RECORDED INFORMATION:
● ● ●
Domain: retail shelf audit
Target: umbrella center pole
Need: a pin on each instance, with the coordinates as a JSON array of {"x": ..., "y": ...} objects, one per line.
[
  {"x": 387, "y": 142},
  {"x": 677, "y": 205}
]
● ● ●
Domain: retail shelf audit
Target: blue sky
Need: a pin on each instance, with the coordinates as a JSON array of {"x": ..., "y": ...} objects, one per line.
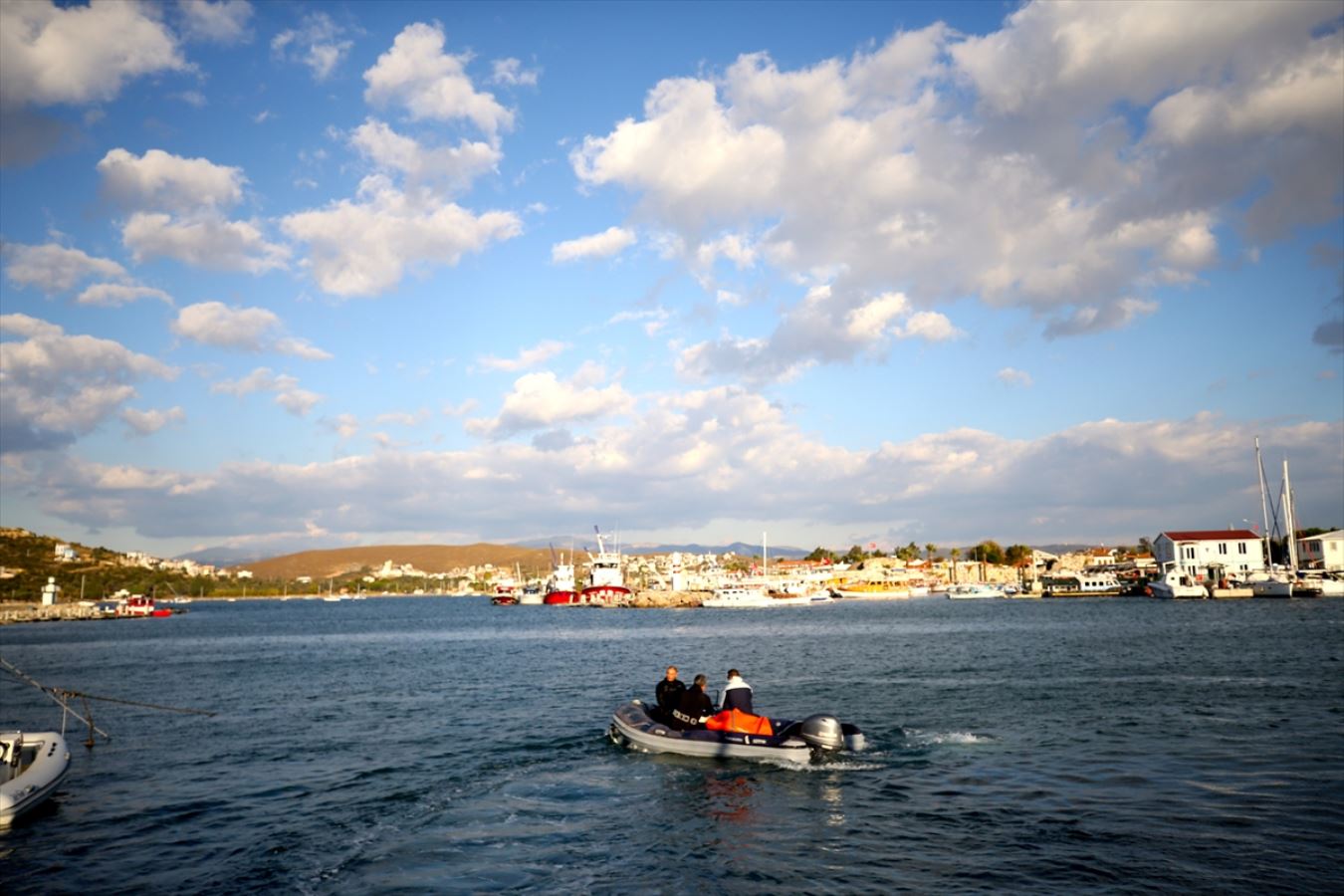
● ● ●
AIM OF THE EXERCISE: Determine which lines above include the word "Target", and report those lines in full.

ANSWER AREA:
Target: umbrella center pole
Target: blue sky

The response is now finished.